▶ _Problem requirements_:
This exercise needs all of the entries set down again, exactly as they read.

Records for this task Start Marker

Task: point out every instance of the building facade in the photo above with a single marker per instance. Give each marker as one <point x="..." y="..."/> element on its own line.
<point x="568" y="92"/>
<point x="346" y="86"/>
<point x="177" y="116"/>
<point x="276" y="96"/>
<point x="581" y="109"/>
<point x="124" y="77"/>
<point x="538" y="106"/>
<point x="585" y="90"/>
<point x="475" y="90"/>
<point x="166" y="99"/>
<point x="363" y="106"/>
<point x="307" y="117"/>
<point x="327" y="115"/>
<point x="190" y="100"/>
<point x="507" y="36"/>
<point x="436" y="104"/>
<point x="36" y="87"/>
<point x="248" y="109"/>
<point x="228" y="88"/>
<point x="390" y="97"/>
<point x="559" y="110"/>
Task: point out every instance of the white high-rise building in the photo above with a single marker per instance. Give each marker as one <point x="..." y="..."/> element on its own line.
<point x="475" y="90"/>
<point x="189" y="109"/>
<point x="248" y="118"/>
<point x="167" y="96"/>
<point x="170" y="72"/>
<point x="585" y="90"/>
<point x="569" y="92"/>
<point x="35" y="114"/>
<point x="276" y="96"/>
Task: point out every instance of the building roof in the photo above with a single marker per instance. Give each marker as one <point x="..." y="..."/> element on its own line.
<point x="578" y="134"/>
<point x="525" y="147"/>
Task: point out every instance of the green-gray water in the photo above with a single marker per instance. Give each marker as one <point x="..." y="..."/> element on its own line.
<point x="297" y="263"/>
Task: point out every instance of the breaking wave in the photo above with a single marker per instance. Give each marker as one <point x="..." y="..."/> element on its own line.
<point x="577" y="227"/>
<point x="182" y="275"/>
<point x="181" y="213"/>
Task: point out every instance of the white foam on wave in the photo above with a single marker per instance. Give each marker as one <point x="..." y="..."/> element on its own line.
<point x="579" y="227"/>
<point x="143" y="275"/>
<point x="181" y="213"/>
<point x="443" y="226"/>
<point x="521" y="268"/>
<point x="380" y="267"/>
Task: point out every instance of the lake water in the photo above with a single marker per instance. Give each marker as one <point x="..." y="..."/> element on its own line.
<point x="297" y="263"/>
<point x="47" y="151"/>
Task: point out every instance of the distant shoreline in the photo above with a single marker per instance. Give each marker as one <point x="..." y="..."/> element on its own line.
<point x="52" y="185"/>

Records for this task End Marker

▶ _Task response_:
Task: point out every instance of the building facade in the photo above with a single marker per instance. Give each marker as one <point x="..." y="..."/> element on its own line.
<point x="568" y="92"/>
<point x="346" y="86"/>
<point x="177" y="116"/>
<point x="276" y="96"/>
<point x="581" y="109"/>
<point x="124" y="77"/>
<point x="538" y="106"/>
<point x="585" y="90"/>
<point x="475" y="90"/>
<point x="166" y="99"/>
<point x="363" y="106"/>
<point x="307" y="117"/>
<point x="327" y="115"/>
<point x="190" y="100"/>
<point x="507" y="36"/>
<point x="436" y="104"/>
<point x="36" y="87"/>
<point x="248" y="109"/>
<point x="228" y="88"/>
<point x="390" y="97"/>
<point x="559" y="110"/>
Task: point out every instance of the white high-rise building in the photo above with a single marker per instance. Give each marker as one <point x="..." y="..."/> element on its own line.
<point x="475" y="90"/>
<point x="189" y="109"/>
<point x="248" y="118"/>
<point x="167" y="96"/>
<point x="170" y="72"/>
<point x="585" y="90"/>
<point x="569" y="92"/>
<point x="35" y="114"/>
<point x="276" y="96"/>
Task: point out every instance of the building roof in the photo above with a single marker per instance. Give each marker as one <point x="..." y="..."/> element on its own line.
<point x="578" y="134"/>
<point x="525" y="147"/>
Task: point out every instance of the green-gray water in the photo above with a single marker per instance. Give each marker as one <point x="..." y="..."/> element on its own line.
<point x="297" y="263"/>
Task: point out every instance of the breaking wave in the photo above with a single marker per instance. Give each marker as one <point x="..." y="..."/> element on its own line.
<point x="577" y="227"/>
<point x="182" y="275"/>
<point x="181" y="213"/>
Task: point out every instance of the white foam on wave in the photo above with a single marker per instance. Give each marker as one <point x="..." y="..."/> element on its own line.
<point x="579" y="227"/>
<point x="143" y="275"/>
<point x="181" y="213"/>
<point x="443" y="226"/>
<point x="521" y="268"/>
<point x="380" y="267"/>
Task: point out every instance of the lake water in the photo above with a single marker per instance. Give each marker as one <point x="..." y="..."/> element on its own line.
<point x="297" y="263"/>
<point x="47" y="151"/>
Task: point out every instance of the distant shoreline in the photo above with a single marker per instance. Give each marker as one <point x="..." y="..."/> element on its own line.
<point x="52" y="185"/>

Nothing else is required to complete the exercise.